» TASK STATEMENT:
The records must be duplicated exactly, with every picture left out.

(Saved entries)
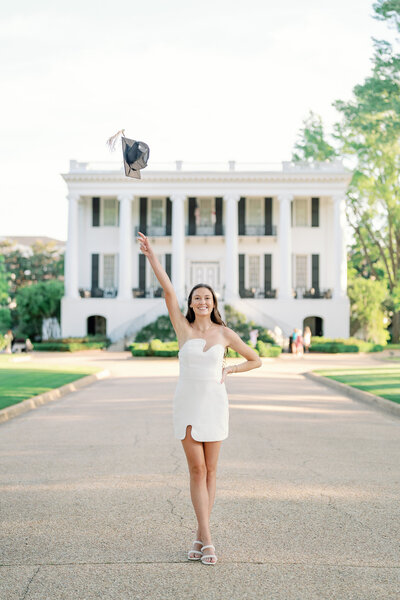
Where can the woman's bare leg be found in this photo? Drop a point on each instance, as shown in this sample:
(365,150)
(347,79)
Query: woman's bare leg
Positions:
(202,460)
(198,483)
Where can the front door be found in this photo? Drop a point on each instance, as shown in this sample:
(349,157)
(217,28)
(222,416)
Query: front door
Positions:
(205,272)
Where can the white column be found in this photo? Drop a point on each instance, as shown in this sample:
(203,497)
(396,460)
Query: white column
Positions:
(285,247)
(339,246)
(178,246)
(231,248)
(125,248)
(71,253)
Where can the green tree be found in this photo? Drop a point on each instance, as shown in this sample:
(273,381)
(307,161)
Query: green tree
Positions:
(43,263)
(367,297)
(36,302)
(4,283)
(369,134)
(311,144)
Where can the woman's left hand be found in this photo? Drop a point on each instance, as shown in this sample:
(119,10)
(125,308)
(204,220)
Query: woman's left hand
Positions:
(226,371)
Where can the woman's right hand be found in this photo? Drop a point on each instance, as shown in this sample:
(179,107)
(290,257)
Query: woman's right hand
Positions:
(145,246)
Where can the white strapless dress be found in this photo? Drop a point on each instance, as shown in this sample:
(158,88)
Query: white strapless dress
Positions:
(200,398)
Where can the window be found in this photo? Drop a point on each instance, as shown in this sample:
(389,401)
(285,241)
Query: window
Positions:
(254,214)
(109,270)
(110,212)
(154,283)
(254,271)
(205,214)
(157,212)
(300,212)
(301,271)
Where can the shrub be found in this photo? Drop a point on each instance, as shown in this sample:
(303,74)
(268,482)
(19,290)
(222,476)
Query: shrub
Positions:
(268,350)
(160,329)
(72,344)
(335,346)
(3,342)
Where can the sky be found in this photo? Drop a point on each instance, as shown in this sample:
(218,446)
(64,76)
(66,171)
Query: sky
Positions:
(206,81)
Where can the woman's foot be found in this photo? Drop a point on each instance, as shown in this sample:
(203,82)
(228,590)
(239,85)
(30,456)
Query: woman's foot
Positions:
(209,556)
(195,553)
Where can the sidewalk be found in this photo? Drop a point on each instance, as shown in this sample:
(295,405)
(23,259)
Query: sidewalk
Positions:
(96,505)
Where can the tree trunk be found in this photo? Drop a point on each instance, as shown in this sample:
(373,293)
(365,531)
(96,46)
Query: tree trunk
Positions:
(396,328)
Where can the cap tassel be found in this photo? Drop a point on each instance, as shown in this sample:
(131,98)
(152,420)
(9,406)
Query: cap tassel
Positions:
(112,141)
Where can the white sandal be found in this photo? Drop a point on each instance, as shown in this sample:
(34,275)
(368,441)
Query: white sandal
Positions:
(195,551)
(207,562)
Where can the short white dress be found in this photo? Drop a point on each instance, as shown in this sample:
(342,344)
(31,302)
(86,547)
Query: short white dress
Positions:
(200,398)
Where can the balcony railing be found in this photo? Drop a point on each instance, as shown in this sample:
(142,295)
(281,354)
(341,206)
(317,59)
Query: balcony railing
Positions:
(256,293)
(153,231)
(302,293)
(259,230)
(98,292)
(204,230)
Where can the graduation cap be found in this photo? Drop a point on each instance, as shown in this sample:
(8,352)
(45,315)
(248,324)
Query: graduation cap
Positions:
(135,154)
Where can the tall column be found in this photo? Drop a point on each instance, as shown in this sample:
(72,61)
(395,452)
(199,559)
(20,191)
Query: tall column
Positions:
(339,246)
(71,254)
(231,248)
(125,247)
(178,246)
(285,247)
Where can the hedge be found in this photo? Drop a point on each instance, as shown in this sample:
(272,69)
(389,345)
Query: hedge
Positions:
(159,348)
(339,345)
(72,344)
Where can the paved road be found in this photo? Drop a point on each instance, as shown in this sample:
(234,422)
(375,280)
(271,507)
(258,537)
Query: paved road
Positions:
(95,499)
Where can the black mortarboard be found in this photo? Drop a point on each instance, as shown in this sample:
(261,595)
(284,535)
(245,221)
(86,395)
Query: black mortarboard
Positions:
(135,154)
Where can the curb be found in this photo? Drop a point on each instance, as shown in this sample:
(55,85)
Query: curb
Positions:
(375,401)
(17,409)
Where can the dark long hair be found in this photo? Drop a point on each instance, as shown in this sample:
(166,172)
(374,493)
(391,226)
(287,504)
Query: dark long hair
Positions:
(215,315)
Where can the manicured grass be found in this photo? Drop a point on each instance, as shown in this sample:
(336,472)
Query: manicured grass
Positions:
(19,381)
(384,382)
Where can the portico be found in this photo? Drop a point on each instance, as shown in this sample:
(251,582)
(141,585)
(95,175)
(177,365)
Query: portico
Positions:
(269,239)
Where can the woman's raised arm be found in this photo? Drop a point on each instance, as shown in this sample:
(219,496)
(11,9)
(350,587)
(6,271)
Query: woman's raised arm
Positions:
(177,319)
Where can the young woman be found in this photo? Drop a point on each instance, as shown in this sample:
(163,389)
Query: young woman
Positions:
(200,405)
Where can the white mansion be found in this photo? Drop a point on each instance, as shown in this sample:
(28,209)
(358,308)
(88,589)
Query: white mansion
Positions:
(270,242)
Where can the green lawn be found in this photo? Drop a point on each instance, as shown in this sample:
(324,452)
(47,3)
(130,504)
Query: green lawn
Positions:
(384,382)
(19,381)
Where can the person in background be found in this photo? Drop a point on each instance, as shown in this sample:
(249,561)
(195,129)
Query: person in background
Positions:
(293,342)
(9,337)
(307,338)
(299,343)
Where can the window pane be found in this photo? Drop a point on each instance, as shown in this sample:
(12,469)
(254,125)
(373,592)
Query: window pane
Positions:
(110,214)
(154,283)
(205,209)
(301,212)
(156,212)
(254,272)
(109,270)
(301,271)
(254,211)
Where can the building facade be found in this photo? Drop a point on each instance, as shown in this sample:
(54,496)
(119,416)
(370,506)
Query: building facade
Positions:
(270,242)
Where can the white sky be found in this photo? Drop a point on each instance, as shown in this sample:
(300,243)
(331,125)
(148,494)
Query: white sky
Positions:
(215,80)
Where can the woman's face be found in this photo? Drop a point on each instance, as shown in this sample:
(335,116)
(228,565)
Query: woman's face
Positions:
(202,302)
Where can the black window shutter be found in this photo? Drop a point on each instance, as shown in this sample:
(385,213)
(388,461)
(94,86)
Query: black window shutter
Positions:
(267,272)
(315,271)
(168,217)
(314,212)
(95,212)
(218,216)
(241,273)
(95,271)
(168,265)
(192,219)
(143,215)
(268,215)
(142,272)
(241,216)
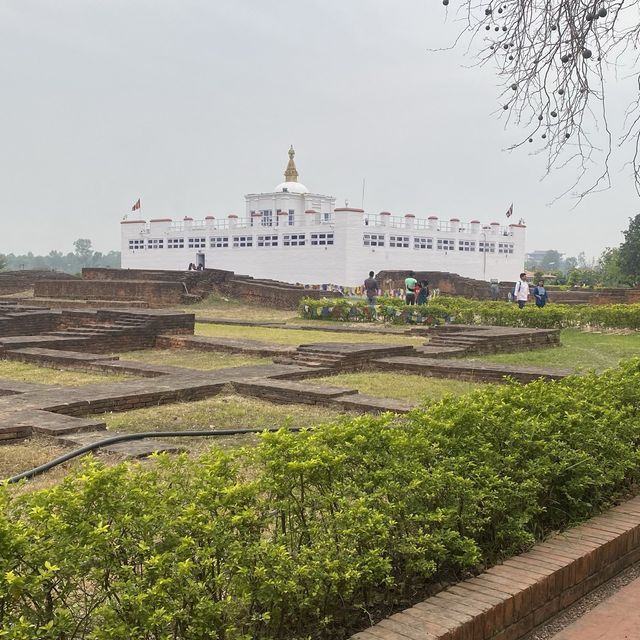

» SOLUTION TO THE EXERCISE:
Where can the woman's bare leg be found in this photo? Drop a point on each instance, as shown in this sample:
(365,150)
(347,79)
Query: woman's bare leg
Positions:
(202,460)
(198,483)
Where can the front door be found in this photo? Drop a point on each instance, as shown in this sample:
(349,157)
(217,28)
(222,416)
Query: front door
Positions:
(205,272)
Where can the white column be found in this photo? Drop a point on each instance, as shown in this sample:
(203,497)
(396,460)
Query: white column
Positions:
(285,247)
(339,246)
(178,246)
(231,248)
(125,248)
(71,253)
Where can the green tree be found in this photo? Drop a point on each instance, as shown in this sample:
(273,381)
(307,161)
Query: green tree
Positions:
(43,263)
(367,297)
(36,302)
(4,283)
(369,134)
(311,144)
Where can the woman's left hand be found in this photo? Drop a point on each instance, as shown in this sample:
(119,10)
(125,308)
(204,220)
Query: woman's left hand
Positions:
(226,371)
Where can the woman's right hand be found in this photo? Drop a point on each instance, as shown in this sample:
(179,107)
(290,257)
Query: woman's right hand
Positions:
(145,246)
Where can the white strapless dress be found in this photo? Drop a point on each instance, as shown in this sample:
(158,88)
Query: white strapless dress
Positions:
(200,398)
Where can the window be found in this photo? Drop a point on each instance, as shown in this sample:
(389,401)
(285,241)
Query: window
Positions:
(254,214)
(109,270)
(110,212)
(154,283)
(254,271)
(205,214)
(157,212)
(300,212)
(301,271)
Where can the shrub be found in this photo? Drop a point on each instance, as shown in this sample:
(303,74)
(268,482)
(19,290)
(222,476)
Query: shrub
Positions:
(268,350)
(160,329)
(72,344)
(335,346)
(3,342)
Where can the sky be found in this photo? Drop a point on each instance, as shown in this sample:
(218,446)
(64,76)
(66,171)
Query: sky
Positions:
(206,81)
Where can the woman's foot be found in this photo? Drop a point on each instance, as shown in this sample:
(203,82)
(228,590)
(239,85)
(30,456)
Query: woman's foot
Positions:
(209,556)
(195,553)
Where can the sidewalk be found in this photo? Drop a point on each instance, as shown in this sample:
(295,405)
(23,259)
Query: sidewalk
Positions:
(96,505)
Where can the tree trunk be found in this photo? Drop a point on each instance, as shown in this sample:
(373,293)
(365,531)
(96,46)
Query: tree trunk
Positions:
(396,328)
Where can the cap tassel be found in this photo? Drop a point on each instance, as shown in this sample:
(131,98)
(152,420)
(9,406)
Query: cap tassel
Positions:
(112,141)
Where can the white sandal be found in this photo? Drop a point on each instance, as shown in this sample:
(34,275)
(368,441)
Query: white sandal
Positions:
(195,551)
(207,562)
Where can the short white dress be found in this photo? Drop a point on each instance, as shown in this sample:
(342,344)
(31,302)
(86,547)
Query: short white dress
Positions:
(200,398)
Where can the balcony railing be found in this photo? Drop a point on each instance, as shown in this sample:
(142,295)
(281,354)
(341,206)
(317,59)
Query: balcony railing
Positions:
(256,293)
(153,231)
(302,293)
(259,230)
(98,292)
(204,230)
Where can the graduation cap be found in this photo? Drop a point on each instance, as shown in this sample:
(8,352)
(45,315)
(248,324)
Query: graduation cap
Positions:
(135,154)
Where can the tall column be found in this photo? Drop a point on each instance, as shown in this sample:
(72,61)
(395,452)
(199,559)
(20,191)
Query: tall column
Positions:
(339,246)
(71,254)
(231,248)
(125,247)
(178,246)
(285,247)
Where can the hedge be found in this photo? Drop a point on each instance, as shown in this sample:
(272,69)
(389,345)
Query: hedge
Positions:
(159,348)
(339,345)
(72,344)
Where can the paved road be found in this photo? Drop a point on each instance, as shown in this sample:
(234,422)
(375,280)
(271,507)
(258,537)
Query: paved road
Positions:
(95,499)
Where can the black mortarboard be found in this photo? Drop a point on each instance, as shown in this sample:
(261,595)
(284,535)
(245,221)
(86,395)
Query: black mortarboard
Positions:
(135,154)
Where can the curb be found in this photo? Drop a point on each instance, as shown in this sample:
(55,85)
Query: curb
Positions:
(375,401)
(17,409)
Where can the dark long hair be found in this photo? Drop a point on each instance, as shown in this sample:
(166,172)
(374,493)
(391,226)
(287,504)
Query: dark long hair
Positions:
(215,315)
Where can the manicured grass be found in this photo? Drop a point on each instance, as shown in this sample:
(336,472)
Query: manicured grass
Positions:
(19,381)
(384,382)
Where can the portico be found in this photo? Drop a point on each instance, as shown in this sample:
(251,582)
(141,585)
(95,175)
(177,365)
Query: portico
Positions:
(269,239)
Where can the woman's raised arm be found in this photo? Drop a point on each instance, as shown in this sample:
(219,496)
(11,9)
(350,587)
(6,271)
Query: woman's raised arm
Positions:
(177,319)
Where can the young woman be found in this photo? Drop a point on each instance, as shown in this sample:
(163,389)
Query: young woman
Positions:
(200,405)
Where can the white mansion be found in this photo? Drop a point on each instance, as shown in this sample:
(28,209)
(358,308)
(88,589)
Query: white mansion
Positions:
(270,242)
Where can the green lawn be found in this photo? Drop a point on each instance, as shown in this sample:
(324,452)
(47,3)
(130,504)
Query: green lawn
Positions:
(384,382)
(19,381)
Where can the person in background be found in this photo? Drop a point on each instance, as shown in this sample:
(249,561)
(195,129)
Query: person in background
Positions:
(293,342)
(9,337)
(307,338)
(299,343)
Where can the window pane be found in this photo? Drop a point on each instance, as shown in this sample:
(12,469)
(254,125)
(373,592)
Query: window pane
Positions:
(110,214)
(154,283)
(205,209)
(301,212)
(156,212)
(254,272)
(109,270)
(301,271)
(254,211)
Where can the building facade be found in this photo? Drop a point on each instance, as shown in this sample:
(54,496)
(119,416)
(370,506)
Query: building facade
Positions:
(270,242)
Where can the white sky be found in this photo? Drop a point on each instance, as shown in this sample:
(300,243)
(331,125)
(148,494)
Query: white sky
Positions:
(215,80)
Where can the woman's face be found in this photo? Drop a point on each instance, as shown in this sample:
(335,116)
(228,565)
Query: woman's face
Positions:
(202,302)
Where can the black window shutter be found in this photo? Drop a point on each instance, as shown in this sample:
(385,213)
(388,461)
(94,86)
Query: black window shutter
Positions:
(267,272)
(315,271)
(168,217)
(314,212)
(95,212)
(218,216)
(241,273)
(95,271)
(168,265)
(192,219)
(143,215)
(268,215)
(142,272)
(241,216)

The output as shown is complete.